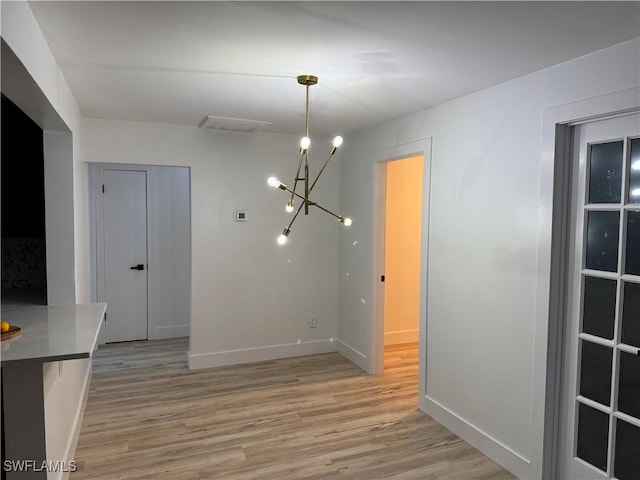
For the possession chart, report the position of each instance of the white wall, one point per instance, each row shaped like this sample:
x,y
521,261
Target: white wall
x,y
172,277
251,299
36,85
485,354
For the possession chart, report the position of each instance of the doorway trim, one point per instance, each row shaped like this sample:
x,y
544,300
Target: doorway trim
x,y
553,248
420,147
154,292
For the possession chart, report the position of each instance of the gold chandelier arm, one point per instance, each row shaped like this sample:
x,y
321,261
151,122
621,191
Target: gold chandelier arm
x,y
322,169
295,216
325,210
295,181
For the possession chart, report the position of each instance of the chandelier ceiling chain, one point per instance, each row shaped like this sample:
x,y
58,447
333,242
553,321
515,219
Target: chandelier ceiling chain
x,y
305,142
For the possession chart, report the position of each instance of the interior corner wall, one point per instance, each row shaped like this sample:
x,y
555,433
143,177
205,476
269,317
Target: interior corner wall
x,y
34,82
485,340
250,298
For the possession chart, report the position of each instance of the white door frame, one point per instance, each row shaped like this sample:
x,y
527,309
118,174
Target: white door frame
x,y
153,212
552,259
421,147
97,180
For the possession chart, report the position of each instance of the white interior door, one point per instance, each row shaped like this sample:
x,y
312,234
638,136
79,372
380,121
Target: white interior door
x,y
600,415
125,254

▶ _Problem_: Send back the entries above exactly. Skip the images.

▶ _Result for this exercise_:
For the possession chart, report the position of each instance of the white wall, one point per instance, each row shaped like this sample:
x,y
521,261
Target: white wall
x,y
172,277
251,299
36,85
485,354
For the possession chart, report the position of each instance of the doorway trim, one point per instance, each row shaped like this sample:
x,y
544,300
Target: doorway trim
x,y
553,248
420,147
154,292
For the possession chart, report the position of each instance of the gold chandelier arm, one point per instance, each row shaped like this sample:
x,y
321,261
151,122
621,191
Target: gold chandelier arm
x,y
322,169
295,216
325,210
295,181
For the possession chart, report the position of each instance of the chandelier ceiling chain, one point per instance, each row shaped like this sample:
x,y
58,447
333,242
553,321
515,219
Target: chandelier ceiling chain
x,y
305,142
For the possession chart, report the position of each instance of the interior corner wall, one point per instance, each row shaped like this sample:
x,y
555,433
143,177
205,476
269,317
Target: interior corner wall
x,y
34,82
485,340
250,298
For the possession chart, report the position of each instance of the white door frame, one point per instance, each row shaped like this sample:
x,y
527,309
118,174
Target: white door frame
x,y
153,212
552,259
421,147
97,180
For the possession chart, report the position of each instance of the white interior door, one point per instance, each row shaped like this sample:
x,y
312,234
638,136
79,372
380,121
Target: white interior door
x,y
600,415
125,254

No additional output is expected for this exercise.